What is needed is an exact copy of the entries below, from the line that contains "long hind leg." through the final line, both included, and nothing else.

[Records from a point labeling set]
+---+
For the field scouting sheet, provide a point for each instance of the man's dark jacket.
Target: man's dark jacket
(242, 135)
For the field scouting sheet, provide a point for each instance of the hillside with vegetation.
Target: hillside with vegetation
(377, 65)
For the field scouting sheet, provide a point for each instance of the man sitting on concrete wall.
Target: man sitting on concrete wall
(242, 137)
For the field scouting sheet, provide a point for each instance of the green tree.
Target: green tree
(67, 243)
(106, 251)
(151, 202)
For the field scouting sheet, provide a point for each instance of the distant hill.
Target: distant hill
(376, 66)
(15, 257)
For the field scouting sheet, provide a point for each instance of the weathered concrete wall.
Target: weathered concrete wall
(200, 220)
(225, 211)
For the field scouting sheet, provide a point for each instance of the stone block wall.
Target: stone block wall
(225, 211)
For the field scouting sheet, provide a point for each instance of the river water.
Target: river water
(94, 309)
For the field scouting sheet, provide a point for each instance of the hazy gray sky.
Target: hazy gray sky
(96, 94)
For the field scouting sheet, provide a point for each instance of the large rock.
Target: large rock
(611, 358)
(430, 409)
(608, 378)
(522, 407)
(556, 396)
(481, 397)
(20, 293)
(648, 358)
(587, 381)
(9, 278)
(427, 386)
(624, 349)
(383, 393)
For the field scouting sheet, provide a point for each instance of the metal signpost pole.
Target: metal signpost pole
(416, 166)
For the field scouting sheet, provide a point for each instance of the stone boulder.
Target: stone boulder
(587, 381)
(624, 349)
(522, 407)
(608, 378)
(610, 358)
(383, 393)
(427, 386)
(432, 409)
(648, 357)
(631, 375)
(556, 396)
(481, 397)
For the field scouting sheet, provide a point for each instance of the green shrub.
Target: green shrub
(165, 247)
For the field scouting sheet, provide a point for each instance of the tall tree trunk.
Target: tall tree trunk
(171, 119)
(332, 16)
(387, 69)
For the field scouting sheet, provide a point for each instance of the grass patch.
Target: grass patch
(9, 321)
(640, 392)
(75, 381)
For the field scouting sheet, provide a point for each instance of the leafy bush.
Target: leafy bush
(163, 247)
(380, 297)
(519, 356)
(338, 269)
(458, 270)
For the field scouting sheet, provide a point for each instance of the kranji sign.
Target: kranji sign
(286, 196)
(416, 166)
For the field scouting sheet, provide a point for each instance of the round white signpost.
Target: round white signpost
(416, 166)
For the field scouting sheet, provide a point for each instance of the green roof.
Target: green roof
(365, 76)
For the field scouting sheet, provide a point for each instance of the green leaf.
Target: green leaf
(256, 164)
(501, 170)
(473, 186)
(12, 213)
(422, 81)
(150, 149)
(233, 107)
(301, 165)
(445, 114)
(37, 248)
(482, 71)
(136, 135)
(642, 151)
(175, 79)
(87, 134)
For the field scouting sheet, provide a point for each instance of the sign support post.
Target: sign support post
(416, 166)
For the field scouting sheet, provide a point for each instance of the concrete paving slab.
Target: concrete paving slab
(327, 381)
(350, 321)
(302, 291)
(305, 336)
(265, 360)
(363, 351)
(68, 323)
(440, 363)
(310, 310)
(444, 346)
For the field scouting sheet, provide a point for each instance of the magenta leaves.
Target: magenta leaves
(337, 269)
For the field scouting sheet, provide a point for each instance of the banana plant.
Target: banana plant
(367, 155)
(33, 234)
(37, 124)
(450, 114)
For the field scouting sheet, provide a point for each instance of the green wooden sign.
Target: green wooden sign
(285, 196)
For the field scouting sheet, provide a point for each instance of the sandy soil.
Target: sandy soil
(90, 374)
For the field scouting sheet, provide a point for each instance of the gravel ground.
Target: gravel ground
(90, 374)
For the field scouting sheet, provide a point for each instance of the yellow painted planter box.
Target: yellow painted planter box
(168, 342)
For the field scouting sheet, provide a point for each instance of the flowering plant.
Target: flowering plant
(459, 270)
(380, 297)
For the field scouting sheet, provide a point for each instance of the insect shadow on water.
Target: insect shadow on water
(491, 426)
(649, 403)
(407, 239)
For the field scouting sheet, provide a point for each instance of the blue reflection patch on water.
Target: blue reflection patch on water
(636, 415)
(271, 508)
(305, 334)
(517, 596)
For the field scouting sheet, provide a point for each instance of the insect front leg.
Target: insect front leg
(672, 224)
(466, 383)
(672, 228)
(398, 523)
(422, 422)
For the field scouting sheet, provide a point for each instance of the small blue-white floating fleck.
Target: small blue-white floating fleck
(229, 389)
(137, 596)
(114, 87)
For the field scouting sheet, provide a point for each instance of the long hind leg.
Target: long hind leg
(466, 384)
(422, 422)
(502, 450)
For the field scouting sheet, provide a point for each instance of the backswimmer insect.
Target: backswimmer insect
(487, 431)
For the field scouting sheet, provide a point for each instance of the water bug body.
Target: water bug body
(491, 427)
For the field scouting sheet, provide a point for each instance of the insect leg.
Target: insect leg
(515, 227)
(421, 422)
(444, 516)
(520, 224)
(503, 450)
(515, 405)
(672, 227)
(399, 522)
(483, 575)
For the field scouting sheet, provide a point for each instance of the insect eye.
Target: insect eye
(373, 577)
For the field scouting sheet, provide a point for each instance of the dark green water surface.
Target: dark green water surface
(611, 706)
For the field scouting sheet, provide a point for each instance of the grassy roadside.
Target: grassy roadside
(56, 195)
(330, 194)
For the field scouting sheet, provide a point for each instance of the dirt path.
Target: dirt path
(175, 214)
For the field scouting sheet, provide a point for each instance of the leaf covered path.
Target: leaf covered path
+---+
THE REPLY —
For the field scouting sheet, provide a point for each instance of the long hind leg.
Target: long hind leg
(466, 384)
(422, 422)
(502, 450)
For the field scouting sheet, provide a point for each instance of the backswimmer insect.
Target: backswimmer insect
(487, 431)
For the field scouting sheet, provide a point for each instance of the water bug body.
Target: water bug body
(491, 427)
For the field scouting sheet, provide a point for each instance of the insect leg.
Target: insect leg
(515, 227)
(421, 422)
(444, 516)
(520, 224)
(503, 450)
(515, 405)
(672, 227)
(399, 522)
(483, 575)
For the field scouting sheet, provide a point for each instance of the insect eye.
Target: insect eye
(373, 577)
For the field scouting sheet, provide a point for each instance of the dark green water surface.
Target: dark green water surface
(611, 706)
For the field scouting sheet, provide a point for each instance of the grassy roadside.
Target: grassy roadside
(56, 195)
(330, 194)
For the field scouting sheet, provide a point for each instance of the dirt path.
Target: dirt path
(175, 214)
For the field scouting sheet, provide a point for each instance of the leaf covered path.
Target: leaf covered path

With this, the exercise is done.